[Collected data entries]
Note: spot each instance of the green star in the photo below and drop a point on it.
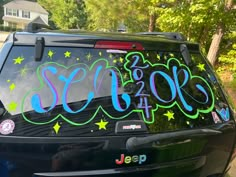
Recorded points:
(50, 54)
(18, 60)
(201, 67)
(102, 125)
(170, 115)
(12, 86)
(67, 54)
(89, 56)
(12, 106)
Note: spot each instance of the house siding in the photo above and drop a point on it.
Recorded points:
(33, 15)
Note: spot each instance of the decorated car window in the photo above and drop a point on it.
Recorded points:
(87, 92)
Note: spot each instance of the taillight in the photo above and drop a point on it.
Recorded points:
(118, 45)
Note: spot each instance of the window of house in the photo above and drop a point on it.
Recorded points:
(9, 11)
(12, 25)
(12, 12)
(25, 14)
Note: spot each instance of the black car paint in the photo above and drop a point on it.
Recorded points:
(205, 156)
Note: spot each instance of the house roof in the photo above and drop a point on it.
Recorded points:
(26, 5)
(15, 20)
(39, 20)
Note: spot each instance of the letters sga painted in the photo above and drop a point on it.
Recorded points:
(177, 76)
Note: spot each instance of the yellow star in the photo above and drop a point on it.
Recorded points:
(201, 67)
(102, 125)
(12, 106)
(23, 71)
(18, 60)
(12, 86)
(56, 127)
(170, 115)
(67, 54)
(50, 54)
(89, 56)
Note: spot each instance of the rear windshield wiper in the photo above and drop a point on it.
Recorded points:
(134, 143)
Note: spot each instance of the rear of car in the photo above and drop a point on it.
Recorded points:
(100, 105)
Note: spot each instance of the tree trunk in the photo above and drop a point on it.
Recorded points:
(152, 23)
(215, 44)
(217, 37)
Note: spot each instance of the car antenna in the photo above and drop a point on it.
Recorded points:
(39, 48)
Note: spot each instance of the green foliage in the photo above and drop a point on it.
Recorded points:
(229, 59)
(66, 14)
(196, 19)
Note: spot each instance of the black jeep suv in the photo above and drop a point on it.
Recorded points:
(111, 105)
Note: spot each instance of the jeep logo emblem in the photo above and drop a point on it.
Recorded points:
(131, 159)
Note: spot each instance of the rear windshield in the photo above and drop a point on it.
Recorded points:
(97, 92)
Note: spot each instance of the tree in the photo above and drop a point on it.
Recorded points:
(197, 20)
(136, 15)
(220, 31)
(66, 14)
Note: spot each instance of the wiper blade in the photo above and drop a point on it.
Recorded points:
(134, 143)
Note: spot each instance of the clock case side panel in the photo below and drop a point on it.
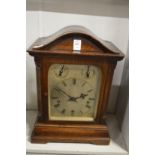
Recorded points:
(39, 79)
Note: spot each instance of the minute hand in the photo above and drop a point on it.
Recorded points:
(82, 96)
(63, 92)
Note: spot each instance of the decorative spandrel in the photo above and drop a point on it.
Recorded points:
(73, 92)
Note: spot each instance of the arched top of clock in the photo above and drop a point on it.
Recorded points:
(61, 42)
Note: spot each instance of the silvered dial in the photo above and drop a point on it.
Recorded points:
(73, 92)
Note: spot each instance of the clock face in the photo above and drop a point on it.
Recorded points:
(73, 92)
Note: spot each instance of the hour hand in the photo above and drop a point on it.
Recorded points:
(82, 96)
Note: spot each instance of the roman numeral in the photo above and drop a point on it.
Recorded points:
(72, 112)
(63, 111)
(74, 81)
(90, 90)
(91, 98)
(81, 112)
(88, 106)
(64, 83)
(57, 105)
(83, 84)
(54, 97)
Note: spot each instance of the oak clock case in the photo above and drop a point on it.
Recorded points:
(73, 87)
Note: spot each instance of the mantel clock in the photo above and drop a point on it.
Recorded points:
(74, 71)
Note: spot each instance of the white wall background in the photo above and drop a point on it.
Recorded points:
(41, 21)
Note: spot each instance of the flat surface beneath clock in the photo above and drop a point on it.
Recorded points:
(116, 146)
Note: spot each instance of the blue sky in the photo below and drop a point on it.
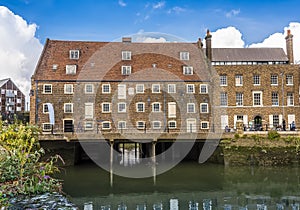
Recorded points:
(107, 20)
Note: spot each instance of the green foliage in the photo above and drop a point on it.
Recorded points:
(273, 135)
(21, 168)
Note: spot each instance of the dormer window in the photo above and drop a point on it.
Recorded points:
(74, 54)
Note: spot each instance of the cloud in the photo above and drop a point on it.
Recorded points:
(122, 3)
(19, 49)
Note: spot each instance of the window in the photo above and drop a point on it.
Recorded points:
(289, 79)
(121, 107)
(106, 88)
(256, 79)
(275, 99)
(140, 107)
(185, 56)
(172, 124)
(71, 69)
(126, 55)
(190, 88)
(238, 80)
(45, 108)
(156, 124)
(257, 98)
(106, 125)
(47, 89)
(155, 88)
(239, 99)
(223, 97)
(290, 99)
(204, 108)
(140, 88)
(187, 70)
(274, 79)
(171, 88)
(106, 108)
(89, 88)
(68, 89)
(156, 107)
(74, 54)
(68, 108)
(223, 80)
(140, 125)
(126, 70)
(190, 108)
(203, 89)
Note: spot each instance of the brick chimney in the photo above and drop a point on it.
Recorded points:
(289, 46)
(208, 45)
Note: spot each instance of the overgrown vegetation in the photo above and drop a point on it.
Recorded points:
(21, 169)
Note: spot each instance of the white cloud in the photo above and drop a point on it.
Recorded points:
(19, 49)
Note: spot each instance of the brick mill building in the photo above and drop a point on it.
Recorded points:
(121, 87)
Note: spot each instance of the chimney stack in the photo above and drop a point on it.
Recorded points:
(208, 45)
(289, 46)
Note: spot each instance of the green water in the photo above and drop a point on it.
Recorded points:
(185, 186)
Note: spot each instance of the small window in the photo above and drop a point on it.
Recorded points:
(140, 88)
(71, 69)
(106, 88)
(68, 89)
(68, 108)
(126, 55)
(47, 89)
(74, 54)
(126, 70)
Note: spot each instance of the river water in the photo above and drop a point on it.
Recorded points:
(189, 185)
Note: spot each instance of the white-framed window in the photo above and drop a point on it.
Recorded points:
(204, 125)
(156, 124)
(126, 55)
(275, 99)
(171, 88)
(290, 99)
(223, 99)
(190, 108)
(71, 69)
(105, 88)
(140, 88)
(204, 108)
(155, 88)
(190, 88)
(121, 107)
(106, 125)
(184, 56)
(172, 124)
(68, 89)
(106, 107)
(74, 54)
(140, 107)
(89, 88)
(256, 79)
(274, 79)
(238, 80)
(187, 70)
(125, 70)
(47, 88)
(68, 108)
(122, 125)
(257, 98)
(156, 107)
(223, 80)
(289, 79)
(140, 124)
(45, 109)
(239, 99)
(203, 88)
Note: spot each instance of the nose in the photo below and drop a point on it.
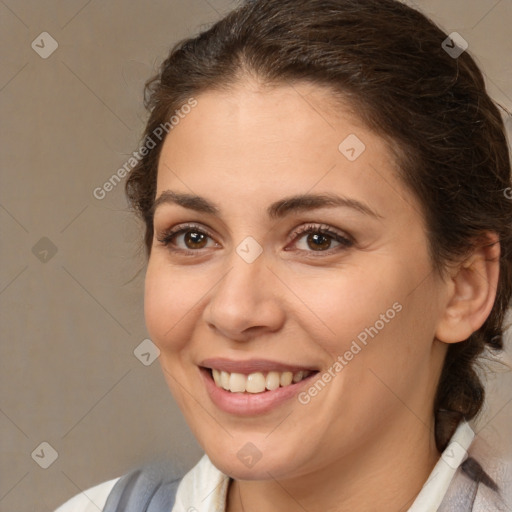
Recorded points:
(245, 303)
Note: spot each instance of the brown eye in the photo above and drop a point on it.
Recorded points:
(195, 240)
(319, 241)
(186, 238)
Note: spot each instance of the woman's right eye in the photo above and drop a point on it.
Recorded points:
(185, 239)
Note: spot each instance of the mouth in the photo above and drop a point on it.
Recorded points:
(256, 382)
(253, 387)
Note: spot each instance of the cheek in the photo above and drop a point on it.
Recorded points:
(169, 304)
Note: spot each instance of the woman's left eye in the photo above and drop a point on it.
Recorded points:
(320, 238)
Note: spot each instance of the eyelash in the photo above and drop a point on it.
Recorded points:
(345, 241)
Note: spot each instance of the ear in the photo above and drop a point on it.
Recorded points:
(471, 289)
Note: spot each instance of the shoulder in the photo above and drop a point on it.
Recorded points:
(90, 500)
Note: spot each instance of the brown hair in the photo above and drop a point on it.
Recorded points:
(388, 61)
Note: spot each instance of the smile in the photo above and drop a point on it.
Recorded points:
(256, 382)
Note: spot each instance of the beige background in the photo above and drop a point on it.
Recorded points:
(70, 324)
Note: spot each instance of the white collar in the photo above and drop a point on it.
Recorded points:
(204, 488)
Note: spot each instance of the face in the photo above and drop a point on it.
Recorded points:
(285, 250)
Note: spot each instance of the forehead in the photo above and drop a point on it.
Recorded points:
(262, 142)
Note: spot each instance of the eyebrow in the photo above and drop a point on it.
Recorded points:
(278, 209)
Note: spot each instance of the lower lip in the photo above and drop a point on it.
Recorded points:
(250, 404)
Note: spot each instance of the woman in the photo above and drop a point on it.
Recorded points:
(329, 243)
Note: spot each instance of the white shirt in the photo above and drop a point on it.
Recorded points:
(204, 488)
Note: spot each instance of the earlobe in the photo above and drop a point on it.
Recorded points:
(472, 292)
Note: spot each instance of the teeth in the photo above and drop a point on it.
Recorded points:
(256, 382)
(286, 379)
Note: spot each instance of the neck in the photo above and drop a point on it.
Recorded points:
(385, 475)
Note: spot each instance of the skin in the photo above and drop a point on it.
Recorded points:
(366, 441)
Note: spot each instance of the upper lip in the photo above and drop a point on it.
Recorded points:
(251, 366)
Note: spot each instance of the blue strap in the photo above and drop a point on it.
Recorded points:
(150, 489)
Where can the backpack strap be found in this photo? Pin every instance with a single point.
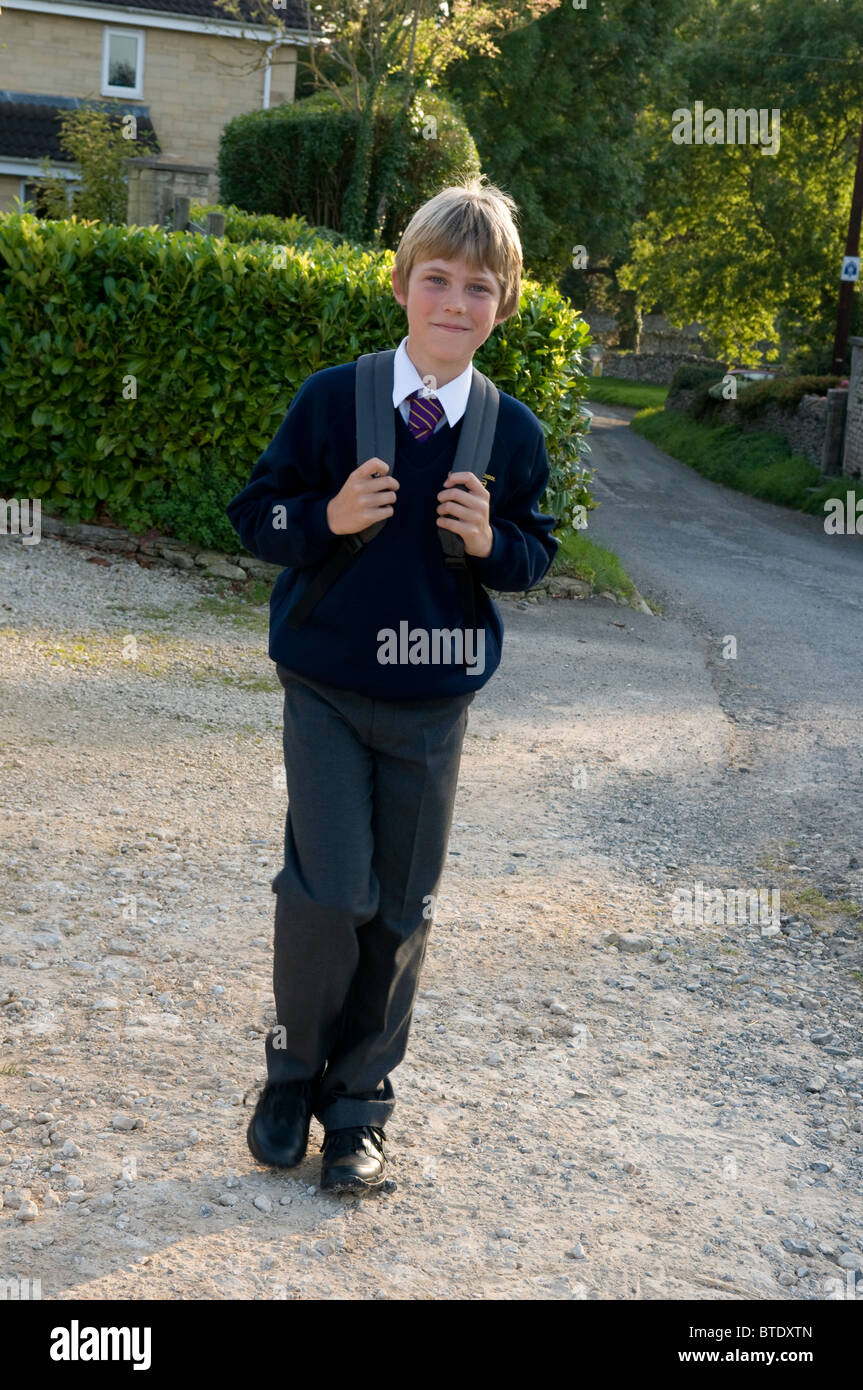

* WHAT THIS TASK INVOLVES *
Please copy every line from the entries that includes the word "green".

* RESPONSE *
Note: spot each instance of the green star in the photo below and drop a point on it.
Note: spot each instance of the green foliage in the photo above and drop a point on it.
Note: spot each instance of the green foliage in the photo above and drop a point on it.
Note: spot each instance of the green water in the photo above and drop a point on it.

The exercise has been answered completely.